> Text shown:
------

I am using SPSS 15 and I am looking for a (semi)automatic procedure that
should allow me, for a given variable, to classify all less frequent
occurences into an "other" occurence.

For instance, assume a variable deriving from a question such as "What car
do you own?" with a list of some 25 possible brands plus a do not know
option:

BRAND 1
BRAND 2
BRAND 3
...
BRAND 22
BRAND 23
BRAND 24
BRAND 25
DO NOT KNOW

Now, what I am looking for is a procedure that:

(a) identifies the main - for instance 5, but such a parameter should be set
in the syntax - most frequent answers (let's say BRAND 19, BRAND 5, BRAND
12, BRAND 2 and BRAND 8)
(b) riclassifies all other occurences into a generic OTHER
(c) reports as such DO NOT KNOW and eventually other ausiliary answers (such
ad I DO NOT OWN A CAR, ecc)
(d) mantains the order in a CTABLES command (letting last the OTHER and
ausiliary categories)

In the example a CTABLES command with descending count order after the
classification should yeld:

BRAND 19
BRAND 5
BRAND 12
BRAND 2
BRAND 8
OTHER
DO NOT KNOW

As any of you already developed something similar? I am doing it manually
for each variable and is getting a burden....

Thanks,

Luca

Mr. Luca MEYER
Market research, data analysis & more
www.lucameyer.com <http://www.lucameyer.com/> - Tel: +39.339.495.00.21

Peck, Jon

Re: Occurrences classification

In reply to this post by Luca Meyer

As promised (almost), I have added a function to collapse infrequent variable values to the specialtransforms module available on SPSS Developer Central (www.spss.com/devcentral).

The function CollapseInfrequentValues collapses values whose counts or occurrence percentage is below a specified value into a specified new value. It deletes any value labels for the collapsed categories and creates a new one for the collapse value. It can also define an SPSS macro listing the values in ascending or descending order of frequency with the collapsed value at the end. User and system missing values are ignored.

Here is an example:

begin program.
import specialtransforms

specialtransforms.CollapseInfrequentValues("educcopy", threshold=.20, collapsevalue=99, otherlabel="low count categories")
end program.

In this example, values of the variable educcopy occurring in fewer than 20% of the cases are mapped to the value 99 which is given the value label "low count categories".

The collapse is in place, so you may want to copy the variable(s) first using COMPUTE and APPLY DICTIONARY.

If you are using Ctables, you might want the macro to control the order.

------

(Data entries)

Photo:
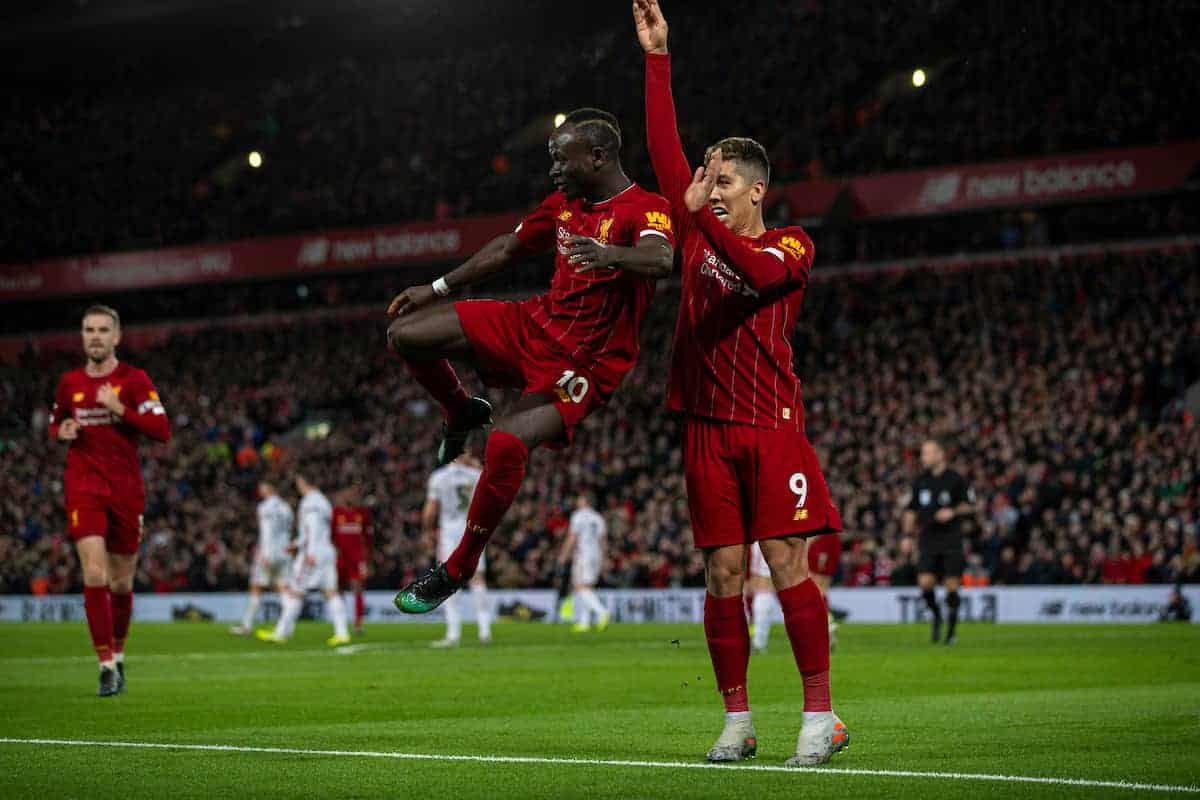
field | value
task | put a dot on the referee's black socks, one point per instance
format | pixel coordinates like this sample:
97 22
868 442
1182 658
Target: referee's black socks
934 608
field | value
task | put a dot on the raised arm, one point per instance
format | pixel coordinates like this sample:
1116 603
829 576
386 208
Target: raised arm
661 132
768 268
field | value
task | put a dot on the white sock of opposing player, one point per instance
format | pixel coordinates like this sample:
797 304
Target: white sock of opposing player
580 609
483 611
454 618
763 605
288 615
592 602
247 619
337 615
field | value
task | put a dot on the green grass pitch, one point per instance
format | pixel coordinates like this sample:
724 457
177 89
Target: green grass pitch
1091 703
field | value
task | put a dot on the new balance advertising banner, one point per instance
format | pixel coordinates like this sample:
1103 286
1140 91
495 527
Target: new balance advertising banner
256 258
1035 181
871 605
1019 182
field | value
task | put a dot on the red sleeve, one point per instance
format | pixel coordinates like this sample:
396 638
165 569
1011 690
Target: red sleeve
61 408
144 410
651 217
661 133
789 260
537 230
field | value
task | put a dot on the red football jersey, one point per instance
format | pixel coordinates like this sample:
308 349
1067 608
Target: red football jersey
595 314
732 358
352 531
106 452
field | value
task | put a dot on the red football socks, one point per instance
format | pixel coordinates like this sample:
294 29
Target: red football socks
805 618
100 620
442 382
123 609
504 461
729 645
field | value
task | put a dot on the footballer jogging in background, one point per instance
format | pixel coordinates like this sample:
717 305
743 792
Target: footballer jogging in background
750 470
583 546
271 558
444 516
101 411
354 542
565 350
313 566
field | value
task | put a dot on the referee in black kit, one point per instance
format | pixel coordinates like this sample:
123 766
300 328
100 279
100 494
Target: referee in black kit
940 498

------

> Your tasks:
a – Decide whether each statement agrees with the SPSS thread, answering yes or no and quoting the deciding words: (i) the person asking for a procedure is using SPSS 15; (ii) CollapseInfrequentValues includes user and system missing values when collapsing; (iii) the function deletes value labels for the collapsed categories.
b – Echo the part of the SPSS thread between "Mr. Luca MEYER" and "values are ignored.", inclusive.
The material above is separate from the SPSS thread.

> Responses to the exercise:
a –
(i) Yes: "I am using SPSS 15"
(ii) No: "User and system missing values are ignored."
(iii) Yes: "It deletes any value labels for the collapsed categories"

b –
Mr. Luca MEYER
Market research, data analysis & more
www.lucameyer.com <http://www.lucameyer.com/> - Tel: +39.339.495.00.21

Peck, Jon

Re: Occurrences classification

In reply to this post by Luca Meyer

As promised (almost), I have added a function to collapse infrequent variable values to the specialtransforms module available on SPSS Developer Central (www.spss.com/devcentral).

The function CollapseInfrequentValues collapses values whose counts or occurrence percentage is below a specified value into a specified new value. It deletes any value labels for the collapsed categories and creates a new one for the collapse value. It can also define an SPSS macro listing the values in ascending or descending order of frequency with the collapsed value at the end. User and system missing values are ignored.